DIRECTIONS — Please write out the complete listing that follows, exactly as it reads.

INFORMATION SUPPLIED —

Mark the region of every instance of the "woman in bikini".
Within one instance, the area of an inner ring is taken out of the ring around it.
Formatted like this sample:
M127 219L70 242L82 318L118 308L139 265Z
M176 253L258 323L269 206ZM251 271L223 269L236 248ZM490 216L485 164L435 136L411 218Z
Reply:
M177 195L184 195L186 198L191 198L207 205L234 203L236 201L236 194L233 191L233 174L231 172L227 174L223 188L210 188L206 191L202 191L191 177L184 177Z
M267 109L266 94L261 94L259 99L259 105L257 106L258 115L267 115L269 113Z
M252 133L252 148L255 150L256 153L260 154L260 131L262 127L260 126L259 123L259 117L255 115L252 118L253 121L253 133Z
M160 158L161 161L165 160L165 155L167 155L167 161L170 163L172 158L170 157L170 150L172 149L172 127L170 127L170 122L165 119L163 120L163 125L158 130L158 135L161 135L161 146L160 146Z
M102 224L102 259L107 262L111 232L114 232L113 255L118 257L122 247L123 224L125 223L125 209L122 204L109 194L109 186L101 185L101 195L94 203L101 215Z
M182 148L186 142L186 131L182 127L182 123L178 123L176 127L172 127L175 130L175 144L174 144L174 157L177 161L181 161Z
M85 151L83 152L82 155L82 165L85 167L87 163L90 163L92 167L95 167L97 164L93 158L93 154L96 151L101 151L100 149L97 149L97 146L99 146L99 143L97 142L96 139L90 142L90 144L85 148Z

ANSWER TO THIS PROBLEM —
Mark the region of every instance of the "woman in bikini".
Within one instance, the area of an inner ring is taken out of the ring around it.
Formatted like this sample:
M127 219L70 242L82 318L118 308L139 265Z
M176 253L258 323L269 206ZM251 271L223 269L236 248ZM490 216L485 164L435 136L411 218Z
Reply:
M177 195L184 195L186 198L191 198L207 205L234 203L236 201L236 194L233 191L233 174L231 172L227 174L223 188L210 188L206 191L202 191L191 177L184 177Z
M267 109L266 94L261 94L259 99L259 105L257 106L258 115L267 115L269 113Z
M252 133L252 148L255 150L256 153L260 154L260 131L262 127L260 126L259 123L259 117L255 115L252 118L253 121L253 133Z
M160 158L161 161L165 160L165 155L167 155L167 161L170 163L172 158L170 157L170 150L172 149L172 127L170 127L170 122L165 119L163 120L163 125L158 130L158 135L161 135L161 146L160 146Z
M102 224L102 259L107 262L111 232L114 232L113 255L118 257L122 247L123 224L125 223L125 209L122 204L109 194L109 186L101 185L101 195L94 203L101 215Z
M182 148L186 142L186 131L182 127L182 123L178 123L176 127L172 127L175 130L175 144L174 144L174 157L177 161L181 161Z
M85 151L83 152L82 155L82 165L85 167L87 163L90 163L92 167L95 167L97 164L93 158L93 154L96 151L101 151L100 149L97 149L97 146L99 146L99 143L97 142L96 139L90 142L90 144L85 148Z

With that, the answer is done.